→ **Data records**
Start of Block

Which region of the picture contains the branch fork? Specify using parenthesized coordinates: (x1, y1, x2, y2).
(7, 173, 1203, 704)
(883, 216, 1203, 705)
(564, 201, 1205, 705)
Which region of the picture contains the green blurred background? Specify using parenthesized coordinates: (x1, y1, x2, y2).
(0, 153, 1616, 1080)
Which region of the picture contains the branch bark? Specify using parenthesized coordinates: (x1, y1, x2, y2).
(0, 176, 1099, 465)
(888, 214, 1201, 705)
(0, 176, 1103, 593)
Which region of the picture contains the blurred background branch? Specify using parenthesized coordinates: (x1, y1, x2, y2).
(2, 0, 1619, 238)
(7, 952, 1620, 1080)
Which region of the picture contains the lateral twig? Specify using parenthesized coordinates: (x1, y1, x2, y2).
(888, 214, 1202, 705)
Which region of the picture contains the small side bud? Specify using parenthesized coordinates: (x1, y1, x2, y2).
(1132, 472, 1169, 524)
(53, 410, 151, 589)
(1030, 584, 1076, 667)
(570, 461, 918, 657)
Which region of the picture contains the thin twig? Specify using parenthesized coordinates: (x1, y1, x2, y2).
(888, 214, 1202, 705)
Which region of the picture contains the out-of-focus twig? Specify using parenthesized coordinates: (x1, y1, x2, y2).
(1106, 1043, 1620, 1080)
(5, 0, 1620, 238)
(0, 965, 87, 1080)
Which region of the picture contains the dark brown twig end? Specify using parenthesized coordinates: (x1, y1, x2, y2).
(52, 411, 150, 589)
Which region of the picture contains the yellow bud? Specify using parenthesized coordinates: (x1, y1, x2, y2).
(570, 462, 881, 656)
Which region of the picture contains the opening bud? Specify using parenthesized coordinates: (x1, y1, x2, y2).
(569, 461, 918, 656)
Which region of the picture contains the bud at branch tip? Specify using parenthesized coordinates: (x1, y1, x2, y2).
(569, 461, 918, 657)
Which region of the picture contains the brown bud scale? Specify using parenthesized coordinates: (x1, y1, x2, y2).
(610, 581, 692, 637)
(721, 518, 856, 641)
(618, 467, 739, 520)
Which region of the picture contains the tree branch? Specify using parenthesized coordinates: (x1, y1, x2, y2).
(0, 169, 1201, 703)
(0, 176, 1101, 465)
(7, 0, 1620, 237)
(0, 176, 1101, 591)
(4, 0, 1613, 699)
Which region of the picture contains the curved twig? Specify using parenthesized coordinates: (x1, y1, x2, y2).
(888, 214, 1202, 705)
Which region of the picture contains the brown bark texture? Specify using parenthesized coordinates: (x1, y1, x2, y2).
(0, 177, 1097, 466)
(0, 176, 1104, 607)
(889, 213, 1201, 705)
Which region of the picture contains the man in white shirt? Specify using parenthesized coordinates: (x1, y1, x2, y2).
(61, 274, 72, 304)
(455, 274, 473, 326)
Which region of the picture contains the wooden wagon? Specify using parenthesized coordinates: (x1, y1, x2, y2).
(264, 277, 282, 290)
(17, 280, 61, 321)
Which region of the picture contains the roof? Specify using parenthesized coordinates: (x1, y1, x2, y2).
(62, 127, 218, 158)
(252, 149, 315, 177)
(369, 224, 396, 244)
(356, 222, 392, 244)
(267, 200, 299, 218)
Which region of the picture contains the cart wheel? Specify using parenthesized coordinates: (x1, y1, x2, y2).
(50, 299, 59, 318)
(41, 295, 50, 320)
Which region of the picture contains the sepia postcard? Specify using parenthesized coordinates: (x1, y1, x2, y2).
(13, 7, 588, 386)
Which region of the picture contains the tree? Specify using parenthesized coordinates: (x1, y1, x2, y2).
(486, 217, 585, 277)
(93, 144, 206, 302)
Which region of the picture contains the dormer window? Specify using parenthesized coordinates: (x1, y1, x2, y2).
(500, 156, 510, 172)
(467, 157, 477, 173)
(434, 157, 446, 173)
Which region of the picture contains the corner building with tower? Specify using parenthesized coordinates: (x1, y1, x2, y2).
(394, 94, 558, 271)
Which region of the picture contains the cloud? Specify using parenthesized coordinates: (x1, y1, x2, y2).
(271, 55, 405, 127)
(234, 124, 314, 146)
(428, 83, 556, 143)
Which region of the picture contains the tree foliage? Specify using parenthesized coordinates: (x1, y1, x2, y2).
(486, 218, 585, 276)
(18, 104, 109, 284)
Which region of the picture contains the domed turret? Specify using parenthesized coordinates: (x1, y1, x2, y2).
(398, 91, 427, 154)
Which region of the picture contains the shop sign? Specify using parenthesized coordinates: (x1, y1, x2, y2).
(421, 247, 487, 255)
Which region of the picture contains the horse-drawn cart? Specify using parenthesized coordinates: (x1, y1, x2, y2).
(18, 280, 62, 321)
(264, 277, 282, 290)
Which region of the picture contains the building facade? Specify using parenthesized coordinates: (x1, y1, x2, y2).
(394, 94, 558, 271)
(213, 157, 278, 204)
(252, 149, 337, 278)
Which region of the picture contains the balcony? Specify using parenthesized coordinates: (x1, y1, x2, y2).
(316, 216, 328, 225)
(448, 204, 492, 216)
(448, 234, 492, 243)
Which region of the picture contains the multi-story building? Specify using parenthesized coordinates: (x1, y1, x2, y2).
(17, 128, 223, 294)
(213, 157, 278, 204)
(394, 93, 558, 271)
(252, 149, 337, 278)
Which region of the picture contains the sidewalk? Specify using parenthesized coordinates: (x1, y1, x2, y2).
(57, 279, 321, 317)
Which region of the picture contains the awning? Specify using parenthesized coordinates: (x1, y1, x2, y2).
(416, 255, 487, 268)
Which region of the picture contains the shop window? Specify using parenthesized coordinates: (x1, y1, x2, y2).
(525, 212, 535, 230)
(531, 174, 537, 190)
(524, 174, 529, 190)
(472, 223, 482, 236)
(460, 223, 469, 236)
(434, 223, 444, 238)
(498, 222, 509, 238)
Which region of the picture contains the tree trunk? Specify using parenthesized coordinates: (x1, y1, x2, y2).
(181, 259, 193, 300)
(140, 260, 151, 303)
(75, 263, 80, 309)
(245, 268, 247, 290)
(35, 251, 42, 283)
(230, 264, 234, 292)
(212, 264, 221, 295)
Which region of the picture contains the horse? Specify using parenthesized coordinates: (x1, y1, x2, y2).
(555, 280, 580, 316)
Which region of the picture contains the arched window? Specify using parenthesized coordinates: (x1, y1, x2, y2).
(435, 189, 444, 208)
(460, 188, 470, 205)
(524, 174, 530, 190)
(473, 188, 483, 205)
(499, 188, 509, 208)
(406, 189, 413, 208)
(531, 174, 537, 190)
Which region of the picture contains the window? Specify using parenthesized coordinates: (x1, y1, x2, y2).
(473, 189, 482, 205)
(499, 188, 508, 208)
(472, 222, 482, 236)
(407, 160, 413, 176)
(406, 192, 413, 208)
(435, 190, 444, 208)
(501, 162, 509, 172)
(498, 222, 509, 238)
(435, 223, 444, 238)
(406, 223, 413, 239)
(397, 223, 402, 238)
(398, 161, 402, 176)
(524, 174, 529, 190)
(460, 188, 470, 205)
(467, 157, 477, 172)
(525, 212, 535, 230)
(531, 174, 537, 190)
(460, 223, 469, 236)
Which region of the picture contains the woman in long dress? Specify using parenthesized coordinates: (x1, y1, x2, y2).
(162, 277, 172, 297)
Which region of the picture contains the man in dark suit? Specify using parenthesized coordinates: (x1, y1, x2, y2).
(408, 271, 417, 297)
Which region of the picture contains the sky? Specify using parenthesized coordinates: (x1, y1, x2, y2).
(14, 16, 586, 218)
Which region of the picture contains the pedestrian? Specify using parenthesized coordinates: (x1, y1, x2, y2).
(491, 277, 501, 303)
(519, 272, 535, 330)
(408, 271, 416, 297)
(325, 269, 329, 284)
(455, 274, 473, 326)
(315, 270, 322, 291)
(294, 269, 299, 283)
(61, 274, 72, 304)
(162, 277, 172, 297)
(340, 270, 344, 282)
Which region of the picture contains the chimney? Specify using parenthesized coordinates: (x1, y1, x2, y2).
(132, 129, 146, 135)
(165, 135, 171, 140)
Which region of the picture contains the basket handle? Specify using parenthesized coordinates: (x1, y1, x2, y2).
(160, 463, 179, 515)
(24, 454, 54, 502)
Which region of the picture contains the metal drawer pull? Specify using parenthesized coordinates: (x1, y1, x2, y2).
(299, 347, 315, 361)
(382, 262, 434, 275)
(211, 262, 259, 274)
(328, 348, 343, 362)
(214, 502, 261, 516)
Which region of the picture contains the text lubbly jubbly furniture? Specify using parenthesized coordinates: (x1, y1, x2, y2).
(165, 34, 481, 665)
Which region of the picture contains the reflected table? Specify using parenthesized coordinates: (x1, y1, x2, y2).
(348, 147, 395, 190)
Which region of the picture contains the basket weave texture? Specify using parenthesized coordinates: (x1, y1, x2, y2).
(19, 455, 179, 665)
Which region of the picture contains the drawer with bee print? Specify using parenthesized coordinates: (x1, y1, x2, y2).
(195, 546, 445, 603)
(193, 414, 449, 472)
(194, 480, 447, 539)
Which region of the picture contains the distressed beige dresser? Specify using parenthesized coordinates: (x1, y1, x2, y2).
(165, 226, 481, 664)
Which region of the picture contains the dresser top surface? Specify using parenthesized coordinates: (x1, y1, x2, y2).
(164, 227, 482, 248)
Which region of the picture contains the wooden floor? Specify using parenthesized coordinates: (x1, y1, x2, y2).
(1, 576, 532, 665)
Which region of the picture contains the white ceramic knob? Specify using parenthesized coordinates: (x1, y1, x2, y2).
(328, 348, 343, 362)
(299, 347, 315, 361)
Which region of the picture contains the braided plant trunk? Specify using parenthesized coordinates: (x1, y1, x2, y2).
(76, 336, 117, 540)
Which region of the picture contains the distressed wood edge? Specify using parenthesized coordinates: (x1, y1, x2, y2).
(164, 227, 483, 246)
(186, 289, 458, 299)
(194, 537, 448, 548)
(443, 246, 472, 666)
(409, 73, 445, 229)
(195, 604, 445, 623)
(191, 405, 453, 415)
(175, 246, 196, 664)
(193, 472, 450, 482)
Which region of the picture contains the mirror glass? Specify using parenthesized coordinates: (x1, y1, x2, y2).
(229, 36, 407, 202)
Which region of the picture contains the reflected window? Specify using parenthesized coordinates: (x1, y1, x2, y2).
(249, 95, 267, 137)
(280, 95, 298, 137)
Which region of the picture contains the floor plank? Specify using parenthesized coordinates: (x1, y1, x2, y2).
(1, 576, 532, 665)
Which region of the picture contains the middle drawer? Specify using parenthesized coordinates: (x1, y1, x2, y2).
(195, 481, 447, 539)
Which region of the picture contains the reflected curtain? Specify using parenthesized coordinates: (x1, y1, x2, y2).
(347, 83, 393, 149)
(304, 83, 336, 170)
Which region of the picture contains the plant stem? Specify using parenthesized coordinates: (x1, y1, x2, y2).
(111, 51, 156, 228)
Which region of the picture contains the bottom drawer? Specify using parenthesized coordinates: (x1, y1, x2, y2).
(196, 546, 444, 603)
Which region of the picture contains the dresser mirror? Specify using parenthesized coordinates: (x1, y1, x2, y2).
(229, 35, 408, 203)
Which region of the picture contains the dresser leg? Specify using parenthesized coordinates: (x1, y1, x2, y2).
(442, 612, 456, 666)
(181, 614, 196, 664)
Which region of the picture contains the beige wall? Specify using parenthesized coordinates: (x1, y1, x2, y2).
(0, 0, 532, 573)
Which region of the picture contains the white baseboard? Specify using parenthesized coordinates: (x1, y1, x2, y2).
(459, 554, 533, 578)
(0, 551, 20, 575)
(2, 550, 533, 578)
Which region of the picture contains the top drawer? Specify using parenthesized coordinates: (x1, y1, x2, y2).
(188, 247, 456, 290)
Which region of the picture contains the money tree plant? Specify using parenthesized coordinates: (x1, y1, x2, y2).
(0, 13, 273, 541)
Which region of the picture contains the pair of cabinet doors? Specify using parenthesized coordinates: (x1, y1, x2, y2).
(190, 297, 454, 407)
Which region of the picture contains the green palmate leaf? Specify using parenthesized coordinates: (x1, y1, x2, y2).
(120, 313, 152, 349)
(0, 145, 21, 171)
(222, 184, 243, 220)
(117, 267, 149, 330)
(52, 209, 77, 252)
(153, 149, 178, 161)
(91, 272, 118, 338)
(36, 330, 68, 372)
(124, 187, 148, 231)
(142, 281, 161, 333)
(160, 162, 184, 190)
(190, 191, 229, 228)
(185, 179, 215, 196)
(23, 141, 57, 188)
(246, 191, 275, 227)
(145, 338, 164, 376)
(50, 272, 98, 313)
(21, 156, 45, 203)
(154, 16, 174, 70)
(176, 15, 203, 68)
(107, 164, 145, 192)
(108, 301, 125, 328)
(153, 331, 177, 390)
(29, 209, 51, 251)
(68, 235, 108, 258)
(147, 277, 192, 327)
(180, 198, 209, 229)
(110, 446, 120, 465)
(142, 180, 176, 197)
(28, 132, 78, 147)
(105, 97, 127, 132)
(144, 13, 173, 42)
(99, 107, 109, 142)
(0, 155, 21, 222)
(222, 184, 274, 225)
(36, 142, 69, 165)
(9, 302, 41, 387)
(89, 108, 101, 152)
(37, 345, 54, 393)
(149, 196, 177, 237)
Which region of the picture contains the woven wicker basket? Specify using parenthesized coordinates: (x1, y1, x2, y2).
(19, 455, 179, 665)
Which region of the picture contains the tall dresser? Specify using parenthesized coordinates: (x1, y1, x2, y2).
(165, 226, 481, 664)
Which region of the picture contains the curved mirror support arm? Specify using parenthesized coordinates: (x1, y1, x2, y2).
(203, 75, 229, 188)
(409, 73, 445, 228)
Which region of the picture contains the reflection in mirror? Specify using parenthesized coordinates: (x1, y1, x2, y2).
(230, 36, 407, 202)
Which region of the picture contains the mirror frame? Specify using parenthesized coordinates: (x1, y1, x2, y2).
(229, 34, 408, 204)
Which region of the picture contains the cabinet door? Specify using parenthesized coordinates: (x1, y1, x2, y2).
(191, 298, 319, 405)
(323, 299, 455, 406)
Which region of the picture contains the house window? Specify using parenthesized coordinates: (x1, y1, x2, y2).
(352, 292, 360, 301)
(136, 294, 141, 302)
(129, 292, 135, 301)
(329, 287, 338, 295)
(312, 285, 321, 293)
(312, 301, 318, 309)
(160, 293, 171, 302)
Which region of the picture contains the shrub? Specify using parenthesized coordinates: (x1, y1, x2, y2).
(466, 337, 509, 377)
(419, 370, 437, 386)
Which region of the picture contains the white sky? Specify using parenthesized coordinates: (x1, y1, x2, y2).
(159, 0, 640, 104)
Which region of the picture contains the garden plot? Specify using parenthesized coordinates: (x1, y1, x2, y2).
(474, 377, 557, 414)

End of Block

→ **Task directions**
Give an exact copy of the lines from the one with "Which region of the picture contains the woven" through the end of the entries, both ends included.

→ **Result**
Which region of the picture contains the woven wicker basket? Specify using parenthesized coordinates: (x1, y1, x2, y2).
(19, 455, 179, 665)
Which region of the picture contains the tall dresser? Specify using parenthesized coordinates: (x1, y1, x2, y2).
(165, 226, 481, 664)
Which region of the picture contains the curved mirror support arm? Specify using parenthesized coordinates: (x1, y1, x2, y2).
(203, 75, 229, 188)
(409, 73, 445, 228)
Which region of the picture contains the reflection in mirror? Specify using parenthesized coordinates: (x1, y1, x2, y2).
(230, 36, 407, 202)
Which region of the picture contains the mirror frame? Specify using parenthesized coordinates: (x1, y1, x2, y2).
(229, 34, 408, 204)
Which region of the picture contains the cabinet door? Specify using parenthesized coordinates: (x1, y1, x2, y2).
(191, 298, 319, 405)
(323, 299, 455, 406)
Which region of the picture contains the house window? Specify using parenthesized coordinates: (x1, y1, x2, y2).
(352, 292, 360, 301)
(136, 294, 141, 302)
(129, 292, 135, 301)
(329, 287, 338, 295)
(312, 285, 321, 293)
(312, 301, 318, 309)
(160, 293, 171, 302)
Which region of the picture contains the shrub? Specify using parenthesized coordinates: (x1, y1, x2, y2).
(466, 337, 509, 377)
(419, 370, 437, 386)
Which region of the picture contains the white sky? Specify using parenthesized coordinates: (x1, y1, x2, y2).
(159, 0, 640, 104)
Which region of the picture contains the garden plot? Specify using parenthesized coordinates: (x1, y1, x2, y2).
(474, 377, 557, 414)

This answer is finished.